§ SCHRIFTLICHE AUFGABE 1
Schreiben Sie aus dem Lesetext über Hans Meisers Aufsatz den Abschnitt ab, der mit „Seit dem 20.04.1923“ beginnt und bis einschließlich „Kirche Bayerns dazu.“ reicht.
§ SCHRIFTLICHE AUFGABE 2
Nennen Sie jede Jahreszahl, die im Lesetext über Hans Meisers Aufsatz vorkommt, einmal und in der Reihenfolge ihres ersten Auftretens.

Die evangelische Gemeinde und die Judenfrage

Der Aufsatz Die evangelische Gemeinde und die Judenfrage aus dem Jahre 1926 war eine vom evangelischen "Gemeindeblatt" in Nürnberg erbetene Reaktion des evangelischen bayerischen Landesbischofs Hans Meiser (1881-1956) auf nationalsozialistische Angriffe gegen getaufte Juden. Er war 50 Jahre nach dem Tode des Bischofs Anlass für die 2010 wirksam gewordene Umbenennung der Meiserstraße in München in "Katharina-von-Bora-Straße".

Kontext

Seit dem 20.04.1923 erschien Julis Streichers antisemitische Wochenzeitschrift "Der Stürmer" in Nürnberg. 1924 begann "Der Stürmer" eine Kampagne gegen die "500 getauften Hebräer" im Pfarramt, die als geheime "Diktatoren" die evangelische Kirche in ihre Gewalt gebracht hätten. Die Nürnberger Kirchenoberen sahen die Notwendigkeit einer klärenden Stellungnahme seitens der Kirchenleitung. Geeignet dafür schien offenbar Hans Meiser, der Leiter des Predigerseminars und ein einflussreicher Mann in der evangelischen Kirche Bayerns dazu.

§ UNBEARBEITETE ZEILEN
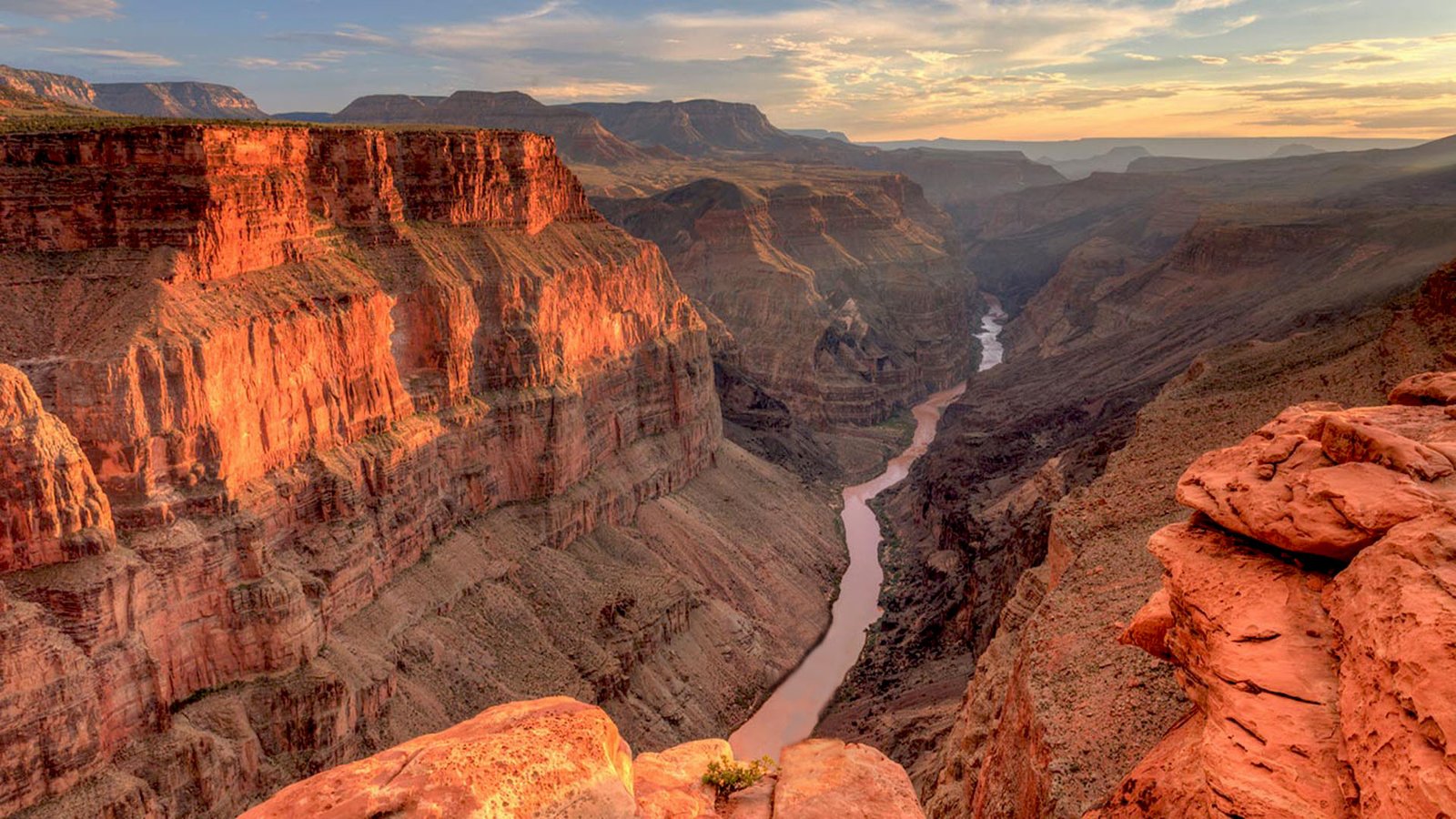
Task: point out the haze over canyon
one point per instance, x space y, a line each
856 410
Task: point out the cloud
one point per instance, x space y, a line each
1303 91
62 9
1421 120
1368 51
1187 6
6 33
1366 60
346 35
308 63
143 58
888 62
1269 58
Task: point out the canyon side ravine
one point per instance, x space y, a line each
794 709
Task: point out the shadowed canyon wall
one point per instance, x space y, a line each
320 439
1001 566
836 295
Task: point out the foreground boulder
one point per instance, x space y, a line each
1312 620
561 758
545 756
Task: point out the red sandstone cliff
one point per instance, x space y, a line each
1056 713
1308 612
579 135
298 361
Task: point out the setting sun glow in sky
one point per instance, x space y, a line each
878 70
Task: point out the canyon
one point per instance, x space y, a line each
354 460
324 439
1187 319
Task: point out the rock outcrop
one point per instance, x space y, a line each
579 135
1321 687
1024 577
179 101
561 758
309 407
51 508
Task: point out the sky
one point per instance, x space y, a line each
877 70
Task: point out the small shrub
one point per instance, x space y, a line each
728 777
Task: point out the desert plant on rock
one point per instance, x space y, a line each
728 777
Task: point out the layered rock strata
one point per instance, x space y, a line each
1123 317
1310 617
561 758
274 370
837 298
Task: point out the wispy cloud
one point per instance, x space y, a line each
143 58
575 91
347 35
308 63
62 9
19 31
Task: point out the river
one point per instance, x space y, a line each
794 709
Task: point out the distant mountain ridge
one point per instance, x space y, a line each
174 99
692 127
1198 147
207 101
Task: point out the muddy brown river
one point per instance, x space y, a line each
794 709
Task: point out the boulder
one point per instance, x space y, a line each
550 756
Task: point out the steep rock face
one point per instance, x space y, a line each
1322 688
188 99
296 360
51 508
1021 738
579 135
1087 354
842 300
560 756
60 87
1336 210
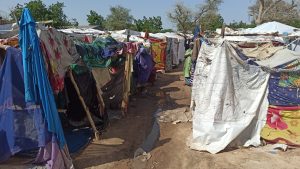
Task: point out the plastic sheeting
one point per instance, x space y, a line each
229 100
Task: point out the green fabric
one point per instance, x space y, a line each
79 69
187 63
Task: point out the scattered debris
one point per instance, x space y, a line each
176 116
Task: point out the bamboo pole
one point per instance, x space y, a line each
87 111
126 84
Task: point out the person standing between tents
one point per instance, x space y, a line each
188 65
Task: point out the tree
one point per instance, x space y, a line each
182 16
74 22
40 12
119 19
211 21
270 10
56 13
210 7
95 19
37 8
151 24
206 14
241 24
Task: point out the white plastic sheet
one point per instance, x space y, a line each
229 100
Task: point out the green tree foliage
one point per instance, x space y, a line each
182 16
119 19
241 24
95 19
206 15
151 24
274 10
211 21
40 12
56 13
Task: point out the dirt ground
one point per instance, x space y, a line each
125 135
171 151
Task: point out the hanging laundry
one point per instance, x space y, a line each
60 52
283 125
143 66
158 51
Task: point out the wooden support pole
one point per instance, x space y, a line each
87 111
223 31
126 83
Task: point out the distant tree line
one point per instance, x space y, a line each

§ VOLLSTÄNDIGE ANTWORT 1
Seit dem 20.04.1923 erschien Julis Streichers antisemitische Wochenzeitschrift "Der Stürmer" in Nürnberg. 1924 begann "Der Stürmer" eine Kampagne gegen die "500 getauften Hebräer" im Pfarramt, die als geheime "Diktatoren" die evangelische Kirche in ihre Gewalt gebracht hätten. Die Nürnberger Kirchenoberen sahen die Notwendigkeit einer klärenden Stellungnahme seitens der Kirchenleitung. Geeignet dafür schien offenbar Hans Meiser, der Leiter des Predigerseminars und ein einflussreicher Mann in der evangelischen Kirche Bayerns dazu.

§ VOLLSTÄNDIGE ANTWORT 2
Die Jahreszahlen sind 1926, 1881, 1956, 2010, 1923 und 1924.